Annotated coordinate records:
** begin **
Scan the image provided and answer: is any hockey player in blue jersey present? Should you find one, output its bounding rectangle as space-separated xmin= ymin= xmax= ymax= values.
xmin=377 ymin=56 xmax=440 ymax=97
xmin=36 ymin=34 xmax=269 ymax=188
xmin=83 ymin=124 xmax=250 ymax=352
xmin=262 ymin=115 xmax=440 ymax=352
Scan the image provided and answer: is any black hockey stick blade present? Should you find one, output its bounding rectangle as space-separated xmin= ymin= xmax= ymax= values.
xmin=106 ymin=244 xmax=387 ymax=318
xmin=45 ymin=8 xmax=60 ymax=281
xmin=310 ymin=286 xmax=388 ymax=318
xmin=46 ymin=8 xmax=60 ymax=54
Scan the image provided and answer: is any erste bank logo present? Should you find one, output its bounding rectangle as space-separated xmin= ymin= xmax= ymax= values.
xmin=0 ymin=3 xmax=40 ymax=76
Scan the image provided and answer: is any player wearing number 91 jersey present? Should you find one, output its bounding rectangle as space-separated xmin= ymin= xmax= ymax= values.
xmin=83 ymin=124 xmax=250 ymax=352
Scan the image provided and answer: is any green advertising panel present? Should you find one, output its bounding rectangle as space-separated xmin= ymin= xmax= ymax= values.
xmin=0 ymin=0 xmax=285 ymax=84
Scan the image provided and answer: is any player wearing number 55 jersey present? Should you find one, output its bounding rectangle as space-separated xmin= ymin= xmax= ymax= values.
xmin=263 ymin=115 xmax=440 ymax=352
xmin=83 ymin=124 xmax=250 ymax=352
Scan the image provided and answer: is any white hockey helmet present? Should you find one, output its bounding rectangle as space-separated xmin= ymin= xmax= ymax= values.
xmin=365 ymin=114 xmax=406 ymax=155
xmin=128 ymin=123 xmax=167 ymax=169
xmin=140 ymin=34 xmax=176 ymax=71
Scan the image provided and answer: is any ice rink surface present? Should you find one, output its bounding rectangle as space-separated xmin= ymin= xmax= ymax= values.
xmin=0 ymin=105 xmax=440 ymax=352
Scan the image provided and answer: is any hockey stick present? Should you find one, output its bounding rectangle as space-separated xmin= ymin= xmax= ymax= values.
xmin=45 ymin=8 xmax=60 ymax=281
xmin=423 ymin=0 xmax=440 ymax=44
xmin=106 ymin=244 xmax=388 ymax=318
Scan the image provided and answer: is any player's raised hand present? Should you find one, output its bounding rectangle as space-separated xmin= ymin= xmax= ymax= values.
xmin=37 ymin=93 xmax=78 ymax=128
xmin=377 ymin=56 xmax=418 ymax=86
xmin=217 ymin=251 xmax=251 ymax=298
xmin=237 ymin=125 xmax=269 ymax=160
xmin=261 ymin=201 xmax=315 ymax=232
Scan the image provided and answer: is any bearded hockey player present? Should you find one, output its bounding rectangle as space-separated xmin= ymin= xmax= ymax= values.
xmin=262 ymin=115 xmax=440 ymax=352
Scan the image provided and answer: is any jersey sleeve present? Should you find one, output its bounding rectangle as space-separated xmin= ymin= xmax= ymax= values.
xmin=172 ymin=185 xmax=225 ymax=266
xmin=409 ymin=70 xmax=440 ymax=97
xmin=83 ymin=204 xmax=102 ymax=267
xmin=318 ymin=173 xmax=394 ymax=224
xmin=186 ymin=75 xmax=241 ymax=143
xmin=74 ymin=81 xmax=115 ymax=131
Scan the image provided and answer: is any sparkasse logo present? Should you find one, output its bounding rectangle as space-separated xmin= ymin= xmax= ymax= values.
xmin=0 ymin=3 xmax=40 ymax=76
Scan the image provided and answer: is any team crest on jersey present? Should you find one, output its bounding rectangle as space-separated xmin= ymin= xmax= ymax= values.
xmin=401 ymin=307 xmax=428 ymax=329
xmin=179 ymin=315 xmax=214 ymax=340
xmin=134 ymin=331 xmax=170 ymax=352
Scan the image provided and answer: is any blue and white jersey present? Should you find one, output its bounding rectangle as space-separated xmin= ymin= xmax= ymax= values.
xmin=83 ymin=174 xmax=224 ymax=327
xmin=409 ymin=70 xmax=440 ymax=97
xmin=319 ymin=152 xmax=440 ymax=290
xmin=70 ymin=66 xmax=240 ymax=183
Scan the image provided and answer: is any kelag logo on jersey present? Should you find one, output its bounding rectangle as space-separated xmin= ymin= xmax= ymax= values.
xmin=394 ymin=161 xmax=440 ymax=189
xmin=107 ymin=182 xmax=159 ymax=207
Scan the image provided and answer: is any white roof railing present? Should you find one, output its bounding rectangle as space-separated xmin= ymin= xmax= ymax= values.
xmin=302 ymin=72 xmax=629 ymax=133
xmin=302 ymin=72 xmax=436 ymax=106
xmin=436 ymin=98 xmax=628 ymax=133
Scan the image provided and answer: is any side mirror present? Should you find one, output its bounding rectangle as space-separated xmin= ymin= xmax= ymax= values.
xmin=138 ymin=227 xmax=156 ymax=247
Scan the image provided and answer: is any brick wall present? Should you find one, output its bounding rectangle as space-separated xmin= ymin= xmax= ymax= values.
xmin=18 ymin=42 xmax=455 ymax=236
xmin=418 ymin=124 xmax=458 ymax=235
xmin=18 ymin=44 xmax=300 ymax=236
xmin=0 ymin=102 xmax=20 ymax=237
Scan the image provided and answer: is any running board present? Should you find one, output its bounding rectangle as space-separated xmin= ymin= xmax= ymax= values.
** end **
→ **SET TASK**
Copy out the items from the line with "Scan the image provided and answer: is any sparkasse" to the line with "xmin=70 ymin=66 xmax=240 ymax=183", keeping the requests as they are and offsetting every coordinate in the answers by adding 84.

→ **FINAL ANSWER**
Scan the image provided and answer: is any sparkasse logo present? Should you find one, output its bounding rectangle as space-separated xmin= ymin= xmax= ymax= values.
xmin=84 ymin=87 xmax=124 ymax=160
Scan the image provided and answer: is any team crest on jersey present? Should you find one, output its bounding rectangle as space-separated xmin= ymin= xmax= ymax= values.
xmin=485 ymin=391 xmax=512 ymax=413
xmin=263 ymin=399 xmax=298 ymax=424
xmin=218 ymin=415 xmax=254 ymax=436
Scan the image provided and answer: is any blue and white jersey present? Should you find one, output its bounding rectangle as space-separated xmin= ymin= xmax= ymax= values.
xmin=167 ymin=258 xmax=308 ymax=411
xmin=493 ymin=154 xmax=524 ymax=181
xmin=403 ymin=236 xmax=524 ymax=374
xmin=154 ymin=150 xmax=324 ymax=267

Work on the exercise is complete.